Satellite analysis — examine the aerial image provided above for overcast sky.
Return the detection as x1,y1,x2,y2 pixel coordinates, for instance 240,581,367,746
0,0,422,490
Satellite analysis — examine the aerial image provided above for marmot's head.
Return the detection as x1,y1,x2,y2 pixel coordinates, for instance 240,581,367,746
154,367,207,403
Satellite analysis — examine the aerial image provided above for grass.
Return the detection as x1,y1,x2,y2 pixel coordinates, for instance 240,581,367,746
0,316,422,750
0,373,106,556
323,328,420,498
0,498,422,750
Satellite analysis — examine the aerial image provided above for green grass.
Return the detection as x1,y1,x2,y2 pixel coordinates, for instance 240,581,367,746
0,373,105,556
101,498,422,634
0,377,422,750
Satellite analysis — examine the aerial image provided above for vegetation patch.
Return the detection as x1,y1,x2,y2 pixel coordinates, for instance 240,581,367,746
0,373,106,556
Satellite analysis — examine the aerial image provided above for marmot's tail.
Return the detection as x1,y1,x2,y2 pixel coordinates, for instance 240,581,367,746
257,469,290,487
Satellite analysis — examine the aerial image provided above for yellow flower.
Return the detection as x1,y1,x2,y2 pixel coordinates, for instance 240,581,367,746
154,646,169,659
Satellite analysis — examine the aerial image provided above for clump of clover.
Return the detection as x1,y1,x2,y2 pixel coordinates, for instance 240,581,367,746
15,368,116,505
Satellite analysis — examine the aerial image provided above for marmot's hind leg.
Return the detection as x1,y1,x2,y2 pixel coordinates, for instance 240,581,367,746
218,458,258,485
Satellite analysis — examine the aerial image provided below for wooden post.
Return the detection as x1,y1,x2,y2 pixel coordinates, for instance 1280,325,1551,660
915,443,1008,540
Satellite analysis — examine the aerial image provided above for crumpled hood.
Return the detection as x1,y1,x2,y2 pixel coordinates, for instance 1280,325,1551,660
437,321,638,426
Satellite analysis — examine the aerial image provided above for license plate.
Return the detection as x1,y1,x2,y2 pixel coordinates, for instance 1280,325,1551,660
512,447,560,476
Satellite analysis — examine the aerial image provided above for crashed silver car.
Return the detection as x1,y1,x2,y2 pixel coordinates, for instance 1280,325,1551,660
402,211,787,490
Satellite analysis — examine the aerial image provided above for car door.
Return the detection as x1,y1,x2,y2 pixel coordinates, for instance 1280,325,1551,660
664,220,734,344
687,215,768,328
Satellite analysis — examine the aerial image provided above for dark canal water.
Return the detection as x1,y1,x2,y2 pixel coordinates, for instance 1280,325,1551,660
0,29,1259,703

# [Instructions for the task]
Would you copy out, word for word, the material from the line with "for yellow flower." up to and including the line with "687,215,768,328"?

# [Exercise solution]
Satellite analysis — examine the aerial image provided above for yellow flower.
Return the detection as x1,y1,x2,y2 pixel coordinates, for instance 240,581,367,746
154,646,169,659
Satellite analysis — examine the aerial image provided above for clump of clover.
Return the detection as x1,y1,x2,y2 pixel coordinates, for instance 240,581,367,746
15,368,116,505
Satellite analysis — examine the aerial image provided above for marmot's hind leg.
Return the detection as x1,y1,x2,y2 pixel coordinates, for instance 240,581,367,746
218,458,258,485
Satellite analysis — examine the aerial image provided below for wooden post.
Return the detection as x1,y1,x2,y2 pixel coordinates, for instance 1280,325,1551,660
915,443,1008,540
Satellite analysis — examine the aerial image provided above for crumpled hood.
Return the detection as x1,y1,x2,y2 pixel coordinates, for instance 1280,325,1551,660
437,321,638,426
Satellite analysis — examine the aerial image provided above for license plate.
Return the detection as x1,y1,x2,y2 pixel coordinates, for instance 1280,325,1551,660
512,447,560,476
Satellite analysis — examine the aerial image provided above for crashed silver car.
Return the detection as x1,y1,x2,y2 pixel coordinates, for instance 1280,325,1551,660
402,211,787,490
Satellite analysis — examine the aerial image provided above for car door.
Return the detection as x1,y1,x2,y2 pixel coordinates, for instance 1280,325,1551,660
664,220,734,344
687,215,768,328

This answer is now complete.